Goal of the exercise: Copy out only the stretch of the material from the line containing "like [1038, 572]." through the line containing "[1114, 843]", keeping every line, and shift each coordinate in the answer points up by 95. Leave the request lines and their sample points unchanged.

#### Dataset content

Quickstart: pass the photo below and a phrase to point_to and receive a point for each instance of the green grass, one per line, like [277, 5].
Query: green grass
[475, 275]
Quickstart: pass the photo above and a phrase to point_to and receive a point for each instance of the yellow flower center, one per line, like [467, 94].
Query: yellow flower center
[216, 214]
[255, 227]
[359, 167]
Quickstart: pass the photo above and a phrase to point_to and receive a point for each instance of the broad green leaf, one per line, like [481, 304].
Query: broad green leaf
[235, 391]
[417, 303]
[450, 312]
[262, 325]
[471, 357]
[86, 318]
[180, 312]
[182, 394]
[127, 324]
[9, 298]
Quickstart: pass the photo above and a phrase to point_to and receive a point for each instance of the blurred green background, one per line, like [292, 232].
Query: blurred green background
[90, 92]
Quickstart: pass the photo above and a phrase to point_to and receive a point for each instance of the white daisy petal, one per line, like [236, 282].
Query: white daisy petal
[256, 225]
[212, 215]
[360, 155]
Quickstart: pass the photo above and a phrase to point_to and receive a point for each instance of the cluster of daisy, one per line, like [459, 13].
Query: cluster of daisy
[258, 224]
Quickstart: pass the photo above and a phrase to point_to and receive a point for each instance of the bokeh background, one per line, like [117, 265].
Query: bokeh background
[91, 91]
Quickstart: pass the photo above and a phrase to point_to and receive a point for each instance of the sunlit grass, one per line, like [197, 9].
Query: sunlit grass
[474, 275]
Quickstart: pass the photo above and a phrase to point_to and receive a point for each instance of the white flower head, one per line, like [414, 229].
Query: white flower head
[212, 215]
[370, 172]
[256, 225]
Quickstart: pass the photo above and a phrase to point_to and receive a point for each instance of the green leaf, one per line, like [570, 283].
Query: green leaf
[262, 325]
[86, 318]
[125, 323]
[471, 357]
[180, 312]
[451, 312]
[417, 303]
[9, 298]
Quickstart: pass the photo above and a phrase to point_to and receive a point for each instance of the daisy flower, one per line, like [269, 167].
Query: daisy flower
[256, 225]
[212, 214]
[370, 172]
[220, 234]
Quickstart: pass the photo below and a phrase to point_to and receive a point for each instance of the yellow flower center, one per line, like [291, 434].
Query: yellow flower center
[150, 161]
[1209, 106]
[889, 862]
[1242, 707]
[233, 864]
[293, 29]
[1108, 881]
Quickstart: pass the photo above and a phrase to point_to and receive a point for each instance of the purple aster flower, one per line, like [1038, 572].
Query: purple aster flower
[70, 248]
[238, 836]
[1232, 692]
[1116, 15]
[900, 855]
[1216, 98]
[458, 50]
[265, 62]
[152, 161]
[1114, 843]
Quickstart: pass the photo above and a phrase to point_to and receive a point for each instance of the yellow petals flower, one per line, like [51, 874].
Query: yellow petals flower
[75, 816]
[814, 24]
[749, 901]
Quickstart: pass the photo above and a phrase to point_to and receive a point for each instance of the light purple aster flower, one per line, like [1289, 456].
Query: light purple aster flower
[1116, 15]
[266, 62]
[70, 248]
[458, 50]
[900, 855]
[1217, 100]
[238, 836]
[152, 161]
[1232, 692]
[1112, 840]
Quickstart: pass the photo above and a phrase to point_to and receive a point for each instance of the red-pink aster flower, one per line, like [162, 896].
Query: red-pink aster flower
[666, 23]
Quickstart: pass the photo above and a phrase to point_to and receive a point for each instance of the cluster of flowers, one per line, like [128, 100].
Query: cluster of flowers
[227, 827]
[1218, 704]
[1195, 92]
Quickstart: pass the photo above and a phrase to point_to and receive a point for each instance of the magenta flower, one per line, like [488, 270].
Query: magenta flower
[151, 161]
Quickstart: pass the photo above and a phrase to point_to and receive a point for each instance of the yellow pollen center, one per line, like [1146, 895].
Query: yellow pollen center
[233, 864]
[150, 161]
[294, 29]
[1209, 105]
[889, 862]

########

Exercise answer:
Quickstart: pass the photo above and a phrase to point_to and receive a point for each instance of the purple aster flower, one per line, like [1038, 572].
Query: purple aster flower
[165, 343]
[333, 931]
[1327, 787]
[1211, 110]
[995, 950]
[1311, 193]
[553, 145]
[360, 157]
[247, 256]
[1209, 938]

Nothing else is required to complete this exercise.